Entries:
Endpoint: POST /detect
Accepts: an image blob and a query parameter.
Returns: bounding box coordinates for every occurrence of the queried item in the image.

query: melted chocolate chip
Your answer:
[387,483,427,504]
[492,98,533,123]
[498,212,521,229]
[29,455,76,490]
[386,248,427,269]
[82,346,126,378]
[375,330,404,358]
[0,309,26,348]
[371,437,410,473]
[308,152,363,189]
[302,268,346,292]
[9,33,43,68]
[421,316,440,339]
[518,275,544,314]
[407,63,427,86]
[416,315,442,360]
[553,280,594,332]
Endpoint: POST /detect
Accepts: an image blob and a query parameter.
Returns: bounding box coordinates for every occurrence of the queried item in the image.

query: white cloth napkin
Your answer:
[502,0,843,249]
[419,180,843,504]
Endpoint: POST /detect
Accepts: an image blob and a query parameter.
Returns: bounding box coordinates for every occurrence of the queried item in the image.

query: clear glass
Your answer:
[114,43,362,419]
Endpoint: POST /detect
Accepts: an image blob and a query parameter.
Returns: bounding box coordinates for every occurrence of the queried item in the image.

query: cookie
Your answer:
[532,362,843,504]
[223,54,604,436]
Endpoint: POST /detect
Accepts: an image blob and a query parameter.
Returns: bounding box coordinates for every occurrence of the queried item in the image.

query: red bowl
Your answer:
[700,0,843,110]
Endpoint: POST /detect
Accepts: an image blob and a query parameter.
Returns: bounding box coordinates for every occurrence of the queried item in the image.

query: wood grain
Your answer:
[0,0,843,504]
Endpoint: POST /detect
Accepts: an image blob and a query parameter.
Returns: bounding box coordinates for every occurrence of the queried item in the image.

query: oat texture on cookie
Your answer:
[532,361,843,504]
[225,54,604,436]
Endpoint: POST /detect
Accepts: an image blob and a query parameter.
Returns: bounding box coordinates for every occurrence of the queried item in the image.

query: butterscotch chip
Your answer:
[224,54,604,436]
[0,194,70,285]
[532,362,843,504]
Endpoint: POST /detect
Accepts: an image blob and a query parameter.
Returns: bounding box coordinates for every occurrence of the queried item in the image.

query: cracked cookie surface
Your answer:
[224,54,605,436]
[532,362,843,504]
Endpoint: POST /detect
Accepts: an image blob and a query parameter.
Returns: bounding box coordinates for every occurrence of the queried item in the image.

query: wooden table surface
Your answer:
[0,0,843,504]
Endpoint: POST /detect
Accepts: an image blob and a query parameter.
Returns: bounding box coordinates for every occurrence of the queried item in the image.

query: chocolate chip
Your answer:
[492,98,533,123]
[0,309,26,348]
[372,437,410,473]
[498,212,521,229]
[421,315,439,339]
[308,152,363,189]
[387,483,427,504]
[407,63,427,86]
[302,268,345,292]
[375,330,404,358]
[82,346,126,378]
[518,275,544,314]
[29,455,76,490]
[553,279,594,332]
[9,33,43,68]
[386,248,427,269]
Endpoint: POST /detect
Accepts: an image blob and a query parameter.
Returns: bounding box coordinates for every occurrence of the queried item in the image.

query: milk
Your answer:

Directions:
Return every line of the listing above, unchanged and in the same order.

Task solution:
Endpoint: POST /detect
Accepts: an image blob and a query parameter.
Returns: bounding box coordinates for every occurrence of the queried item in the image.

query: melted chocolate chip
Your answer:
[387,483,427,504]
[492,98,533,123]
[498,212,521,229]
[29,455,76,490]
[386,248,427,269]
[82,346,126,378]
[375,330,404,358]
[0,309,26,348]
[371,437,410,473]
[308,152,363,189]
[302,268,346,292]
[9,33,43,68]
[421,316,440,339]
[518,275,544,314]
[407,63,427,86]
[416,315,442,360]
[553,280,594,332]
Endpoint: POST /detect
Accepts: an image blob and a query parameter.
Returns: bounding box coordinates for every occurrence of the queried item in the image.

query: white cloth napkin
Your answer:
[502,0,843,249]
[419,180,843,504]
Endpoint: POST /detect
Accepts: an image blob and a query parameter.
Returns: bounding box coordinates for every occurrence of the queried item in the image.

query: clear glass
Your answer:
[114,43,362,419]
Endpoint: POST /detect
Accepts: an image blob and a query parameter.
Returns: bounding box coordinates for every occurrence of the queried item in the image.

query: cookie
Your answer:
[532,362,843,504]
[223,54,604,436]
Endpoint: POST /detect
Accepts: an image blob and a query parameter.
Returns: bounding box coordinates for every occurrence of the queried item in the image.

query: red bowl
Your answer:
[700,0,843,110]
Endpoint: POST /detect
Accepts: an image blob and a query parameter.
Returns: bounding box coordinates for every occurrence of the queried item in the image.

query: wood grain
Your answer:
[0,0,843,504]
Endpoint: POST /detect
Accepts: an image blob and a query parameter.
Returns: bounding box coordinates for every occurrence of the queried item in the image.

query: oat texture on cookie
Your answer:
[532,361,843,504]
[225,54,604,436]
Endpoint: POST /detect
Accepts: an image blob and a query parameter.
Returns: bounding box coordinates for every occurrence of the queried item in the image.

query: butterscotch chip
Your answer:
[224,54,604,436]
[0,194,70,285]
[532,362,843,504]
Endpoint: POST /detect
Accepts: an image blob and a query parameter.
Returns: bounding box coordinates for every occurrence of the queried item in the image.

query: cracked cookie surface
Your answer:
[224,54,605,436]
[532,362,843,504]
Endpoint: POST /detect
Accepts: an image blob and a query parameter.
Returns: bounding box coordinates for every occurrence of the queried item in the image.

query: wooden table surface
Your answer:
[0,0,843,504]
Endpoint: POST /detect
Accepts: an image blob and a query parameter.
Returns: bounding box coordinates for every occurrence of the queried item in the image.

query: chocolate chip
Your answer:
[492,98,533,123]
[0,309,26,348]
[372,437,410,473]
[498,212,521,229]
[421,315,439,339]
[308,152,363,189]
[387,483,427,504]
[407,63,427,86]
[302,268,345,292]
[375,330,404,358]
[82,346,126,378]
[518,275,544,314]
[29,455,76,490]
[553,279,594,332]
[9,33,43,68]
[386,248,427,269]
Endpoint: POST /detect
Accepts: an image blob and a query parameter.
Returns: bounding box coordinates for every occurrence of the queried item in the image.

query: milk
Your answer:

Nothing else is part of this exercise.